** start EXTRACTED DATA **

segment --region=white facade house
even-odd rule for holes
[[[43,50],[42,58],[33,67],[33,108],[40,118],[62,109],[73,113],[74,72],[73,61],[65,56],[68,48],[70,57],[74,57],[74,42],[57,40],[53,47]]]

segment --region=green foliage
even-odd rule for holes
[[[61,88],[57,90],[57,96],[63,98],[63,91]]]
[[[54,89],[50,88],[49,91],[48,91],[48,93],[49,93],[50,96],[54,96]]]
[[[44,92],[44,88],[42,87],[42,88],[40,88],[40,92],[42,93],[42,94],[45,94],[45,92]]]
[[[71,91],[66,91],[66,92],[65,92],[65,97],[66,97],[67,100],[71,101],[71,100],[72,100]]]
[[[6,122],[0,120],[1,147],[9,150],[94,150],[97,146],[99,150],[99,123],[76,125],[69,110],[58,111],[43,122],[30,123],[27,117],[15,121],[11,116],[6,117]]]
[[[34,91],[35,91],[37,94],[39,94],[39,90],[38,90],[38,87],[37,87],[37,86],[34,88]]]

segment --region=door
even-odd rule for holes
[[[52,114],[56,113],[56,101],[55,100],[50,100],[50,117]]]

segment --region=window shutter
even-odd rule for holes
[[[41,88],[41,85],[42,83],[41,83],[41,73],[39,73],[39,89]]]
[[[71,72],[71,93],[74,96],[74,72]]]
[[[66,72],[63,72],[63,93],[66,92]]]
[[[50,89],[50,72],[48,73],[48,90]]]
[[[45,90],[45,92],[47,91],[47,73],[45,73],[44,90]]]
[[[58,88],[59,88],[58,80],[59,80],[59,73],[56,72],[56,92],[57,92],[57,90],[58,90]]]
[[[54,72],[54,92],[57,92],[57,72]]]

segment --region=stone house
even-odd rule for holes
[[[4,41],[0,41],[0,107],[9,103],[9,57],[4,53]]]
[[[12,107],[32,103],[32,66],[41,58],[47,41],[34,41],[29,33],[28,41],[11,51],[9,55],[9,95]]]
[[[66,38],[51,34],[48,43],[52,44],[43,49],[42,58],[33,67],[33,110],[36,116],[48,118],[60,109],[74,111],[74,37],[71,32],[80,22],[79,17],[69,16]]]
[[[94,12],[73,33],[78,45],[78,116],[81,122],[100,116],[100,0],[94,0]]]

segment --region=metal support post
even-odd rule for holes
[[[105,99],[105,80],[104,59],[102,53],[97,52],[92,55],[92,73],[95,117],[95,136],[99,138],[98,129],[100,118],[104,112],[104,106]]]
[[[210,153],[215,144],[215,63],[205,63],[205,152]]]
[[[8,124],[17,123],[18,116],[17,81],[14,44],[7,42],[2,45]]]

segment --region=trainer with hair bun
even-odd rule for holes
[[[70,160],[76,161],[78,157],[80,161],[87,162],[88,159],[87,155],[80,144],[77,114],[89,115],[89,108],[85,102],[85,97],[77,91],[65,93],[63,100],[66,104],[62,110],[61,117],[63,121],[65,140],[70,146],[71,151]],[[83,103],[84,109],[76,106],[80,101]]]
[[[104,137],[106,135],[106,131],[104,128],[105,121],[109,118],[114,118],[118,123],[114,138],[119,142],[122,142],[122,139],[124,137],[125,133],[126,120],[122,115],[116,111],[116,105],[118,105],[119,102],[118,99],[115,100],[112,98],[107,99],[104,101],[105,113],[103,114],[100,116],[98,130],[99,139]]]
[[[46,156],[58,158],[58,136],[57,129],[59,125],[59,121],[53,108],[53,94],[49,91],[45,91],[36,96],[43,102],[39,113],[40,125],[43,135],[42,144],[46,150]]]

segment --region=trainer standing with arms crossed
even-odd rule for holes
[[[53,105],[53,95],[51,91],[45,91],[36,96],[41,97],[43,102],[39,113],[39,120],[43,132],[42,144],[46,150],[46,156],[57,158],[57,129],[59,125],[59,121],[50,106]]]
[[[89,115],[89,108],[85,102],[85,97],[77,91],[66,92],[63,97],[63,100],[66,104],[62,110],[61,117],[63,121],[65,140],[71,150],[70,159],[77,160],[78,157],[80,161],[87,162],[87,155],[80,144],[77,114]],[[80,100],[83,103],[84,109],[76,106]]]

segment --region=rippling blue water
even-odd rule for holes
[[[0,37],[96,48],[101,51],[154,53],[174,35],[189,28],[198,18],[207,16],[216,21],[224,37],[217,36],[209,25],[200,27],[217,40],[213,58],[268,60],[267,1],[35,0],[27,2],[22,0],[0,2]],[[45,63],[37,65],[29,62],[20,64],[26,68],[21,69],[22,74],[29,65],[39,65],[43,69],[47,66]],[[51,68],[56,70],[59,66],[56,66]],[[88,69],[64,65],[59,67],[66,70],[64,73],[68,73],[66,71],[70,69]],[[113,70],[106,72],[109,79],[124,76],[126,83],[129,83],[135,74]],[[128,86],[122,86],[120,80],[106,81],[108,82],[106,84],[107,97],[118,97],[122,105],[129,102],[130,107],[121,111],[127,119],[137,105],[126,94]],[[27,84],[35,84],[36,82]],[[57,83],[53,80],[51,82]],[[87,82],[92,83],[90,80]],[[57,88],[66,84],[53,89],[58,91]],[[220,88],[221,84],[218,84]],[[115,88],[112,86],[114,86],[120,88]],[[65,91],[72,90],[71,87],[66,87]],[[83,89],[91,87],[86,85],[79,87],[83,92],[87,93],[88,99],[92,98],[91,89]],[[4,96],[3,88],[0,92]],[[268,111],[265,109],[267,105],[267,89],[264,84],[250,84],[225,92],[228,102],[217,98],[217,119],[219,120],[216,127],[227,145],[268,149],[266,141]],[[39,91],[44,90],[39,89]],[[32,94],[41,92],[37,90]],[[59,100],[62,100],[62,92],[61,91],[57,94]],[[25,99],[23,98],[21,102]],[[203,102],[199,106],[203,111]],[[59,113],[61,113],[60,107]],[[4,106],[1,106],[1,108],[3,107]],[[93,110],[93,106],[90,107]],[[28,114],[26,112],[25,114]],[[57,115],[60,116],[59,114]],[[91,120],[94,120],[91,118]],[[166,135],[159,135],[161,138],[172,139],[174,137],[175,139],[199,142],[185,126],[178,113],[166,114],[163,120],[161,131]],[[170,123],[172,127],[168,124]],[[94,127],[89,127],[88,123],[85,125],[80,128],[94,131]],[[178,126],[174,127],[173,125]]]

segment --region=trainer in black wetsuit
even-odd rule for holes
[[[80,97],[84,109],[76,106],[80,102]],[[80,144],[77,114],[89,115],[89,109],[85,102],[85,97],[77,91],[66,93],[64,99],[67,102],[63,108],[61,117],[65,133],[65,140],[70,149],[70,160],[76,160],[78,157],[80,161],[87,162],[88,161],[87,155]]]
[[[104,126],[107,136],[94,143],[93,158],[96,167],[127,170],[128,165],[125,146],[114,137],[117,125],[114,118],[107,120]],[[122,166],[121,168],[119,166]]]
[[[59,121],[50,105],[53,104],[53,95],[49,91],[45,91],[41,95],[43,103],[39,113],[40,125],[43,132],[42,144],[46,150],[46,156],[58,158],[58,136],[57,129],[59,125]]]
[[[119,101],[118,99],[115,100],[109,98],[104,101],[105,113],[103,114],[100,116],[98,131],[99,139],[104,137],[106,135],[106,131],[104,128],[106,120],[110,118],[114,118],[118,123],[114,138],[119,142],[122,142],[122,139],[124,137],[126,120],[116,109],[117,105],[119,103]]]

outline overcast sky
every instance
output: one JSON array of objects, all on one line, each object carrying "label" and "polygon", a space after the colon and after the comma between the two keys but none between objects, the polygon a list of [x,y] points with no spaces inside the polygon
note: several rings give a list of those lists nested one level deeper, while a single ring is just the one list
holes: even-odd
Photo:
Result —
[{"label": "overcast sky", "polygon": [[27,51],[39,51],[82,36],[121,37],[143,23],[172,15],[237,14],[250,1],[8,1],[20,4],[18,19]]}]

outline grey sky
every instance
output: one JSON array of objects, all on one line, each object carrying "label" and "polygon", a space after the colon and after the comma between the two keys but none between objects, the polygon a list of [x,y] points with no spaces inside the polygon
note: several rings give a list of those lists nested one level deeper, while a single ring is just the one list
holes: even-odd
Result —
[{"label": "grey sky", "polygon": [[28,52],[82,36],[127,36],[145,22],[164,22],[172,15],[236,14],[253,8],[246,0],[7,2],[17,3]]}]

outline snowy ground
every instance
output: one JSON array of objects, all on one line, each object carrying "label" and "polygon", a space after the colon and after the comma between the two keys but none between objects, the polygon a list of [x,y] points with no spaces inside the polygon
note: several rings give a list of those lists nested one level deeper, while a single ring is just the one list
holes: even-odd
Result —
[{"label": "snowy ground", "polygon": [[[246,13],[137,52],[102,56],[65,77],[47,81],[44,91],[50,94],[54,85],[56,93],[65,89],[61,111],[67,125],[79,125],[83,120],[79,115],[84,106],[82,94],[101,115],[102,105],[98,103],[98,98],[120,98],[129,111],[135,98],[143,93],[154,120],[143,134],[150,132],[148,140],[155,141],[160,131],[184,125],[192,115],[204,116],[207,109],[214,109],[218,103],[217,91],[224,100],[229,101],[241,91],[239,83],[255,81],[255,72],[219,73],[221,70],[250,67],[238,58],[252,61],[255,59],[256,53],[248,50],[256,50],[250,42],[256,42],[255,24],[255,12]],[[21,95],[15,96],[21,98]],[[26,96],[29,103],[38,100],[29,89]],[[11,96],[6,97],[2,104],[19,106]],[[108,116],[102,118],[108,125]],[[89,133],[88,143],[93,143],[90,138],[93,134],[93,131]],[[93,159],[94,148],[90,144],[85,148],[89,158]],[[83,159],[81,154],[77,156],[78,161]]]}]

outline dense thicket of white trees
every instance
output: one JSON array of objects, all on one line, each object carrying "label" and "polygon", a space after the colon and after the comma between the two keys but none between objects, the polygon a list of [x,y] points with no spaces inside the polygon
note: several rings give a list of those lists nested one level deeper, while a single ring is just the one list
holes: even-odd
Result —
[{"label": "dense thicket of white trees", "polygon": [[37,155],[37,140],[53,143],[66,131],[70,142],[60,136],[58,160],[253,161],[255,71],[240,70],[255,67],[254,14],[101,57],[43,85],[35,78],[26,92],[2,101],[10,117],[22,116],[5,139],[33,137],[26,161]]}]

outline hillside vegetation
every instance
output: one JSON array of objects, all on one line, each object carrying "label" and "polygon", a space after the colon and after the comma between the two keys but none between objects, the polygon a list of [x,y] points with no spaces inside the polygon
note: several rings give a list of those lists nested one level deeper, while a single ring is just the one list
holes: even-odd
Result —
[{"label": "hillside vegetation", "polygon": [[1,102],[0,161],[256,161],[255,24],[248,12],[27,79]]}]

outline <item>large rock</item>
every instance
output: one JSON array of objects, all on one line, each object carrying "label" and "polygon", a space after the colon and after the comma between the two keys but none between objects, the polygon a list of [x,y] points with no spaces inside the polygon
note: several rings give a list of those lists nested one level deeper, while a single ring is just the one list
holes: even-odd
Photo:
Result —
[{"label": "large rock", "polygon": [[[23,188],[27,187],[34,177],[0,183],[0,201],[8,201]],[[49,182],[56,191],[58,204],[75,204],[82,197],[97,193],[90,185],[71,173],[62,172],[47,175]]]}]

** end EXTRACTED DATA **

Everything from the line containing "outline <item>large rock</item>" to the end of the records must be written out exactly; include both of those lines and no others.

outline <item>large rock</item>
every instance
output: one JSON array of objects, all on one line, each object carrying "label" and "polygon", a space after the colon and after the comma between the two keys but none between objects, the polygon a list of [x,y] points with no spaces inside the polygon
note: several rings give a list of those lists nested one level deeper, while a single ring is just the one list
holes: even-odd
Photo:
Result —
[{"label": "large rock", "polygon": [[[23,188],[27,187],[34,177],[0,183],[0,201],[8,201]],[[49,182],[56,191],[58,204],[75,204],[82,197],[97,193],[90,185],[71,173],[62,172],[47,175]]]}]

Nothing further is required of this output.